• **DOCUMENT PASSAGE**

◇ ◇ ◇ ◇ ◇

How these properties work in GPS systems:

  • Non-negativity: GPS never tells you a destination is "-2 miles away"
  • Identity: If you're already at your destination, GPS shows "0.0 miles"
  • Symmetry: The distance from Home to Work is the same as Work to Home (same route)
  • Triangle Inequality: GPS will never suggest a route that's longer than necessary

Without these properties, GPS would give you nonsensical directions!

Non-negativity Impact

What it means: All distances are positive numbers, making clustering results consistent and interpretable.

Real-world analogy: Like having a ruler that only shows positive measurements - you always know what "closer" means.

Why it matters: K-means centroids are always meaningful since all distances are positive, so the algorithm knows which points are truly closest to each center.

Without it: Algorithms might group points that are actually far apart, leading to nonsensical clusters.

Identity Importance

What it means: Identical points have zero distance between them, ensuring they're treated as the same entity.

Real-world analogy: Like having two identical twins - they're treated as the same person for clustering purposes.

Why it matters: Prevents artificial cluster fragmentation due to duplicate data points.

Without it: Identical points might be treated as separate, leading to artificial clusters.

Symmetry Significance

What it means: Distance from A to B is the same as from B to A, making clustering algorithms work consistently.

Real-world analogy: Like a two-way street - the distance is the same whether you're going north or south.

Why it matters: Hierarchical clustering linkage calculations require symmetric distances for consistent results.

Without it: Clustering might depend on the order you process the data, giving different results each time.

Triangle Inequality Utility

What it means: Direct paths are never longer than indirect ones, enabling efficient clustering algorithms.

◇ ◇ ◇ ◇ ◇

• **DATA EXCERPT**
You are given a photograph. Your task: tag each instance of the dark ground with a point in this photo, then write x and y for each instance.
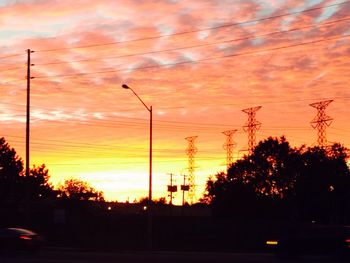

◇ ◇ ◇ ◇ ◇

• **STUDY QUESTIONS**
**1)** Using the text on distance properties in clustering, decide whether each statement agrees with it. Answer yes or no for each, and quote the deciding words.
(a) Without non-negativity, algorithms might group points that are far apart.
(b) Hierarchical clustering linkage calculations can give consistent results without symmetric distances.
(c) The text compares the identity property to a two-way street.
**2)** Extend the text on distance properties in clustering, starting after its last line.

• **RESPONSES PER TASK**
**1)**
(a) Yes: "Algorithms might group points that are actually far apart, leading to nonsensical clusters."
(b) No: "Hierarchical clustering linkage calculations require symmetric distances for consistent results."
(c) No: "Like having two identical twins - they're treated as the same person for clustering purposes."

**2)**
Real-world analogy: Like GPS always finding the shortest route - no unnecessary detours.

Why it matters: DBSCAN uses triangle inequality to efficiently find neighbors, making it much faster.

Without it: Algorithms would have to check every possible path, making them extremely slow.

Mathematical Notation and Conventions

Throughout this course, we'll use consistent mathematical notation. Understanding this notation is crucial for following the theoretical developments.

Standard Notation

  • ℝⁿ: n-dimensional real vector space
  • x, y, z: Points/vectors in the space (typically column vectors)
  • xᵢ: The i-th component of vector x
  • ‖x‖: Norm of vector x
  • ⟨x, y⟩: Inner product (dot product) of vectors x and y
  • d(x, y): Distance between points x and y
  • ∀: "For all" (universal quantifier)
  • ∃: "There exists" (existential quantifier)
  • ⟺: "If and only if" (bidirectional implication)

Common Distance Families

Distance metrics can be classified into several major families, each with distinct mathematical properties and optimal use cases.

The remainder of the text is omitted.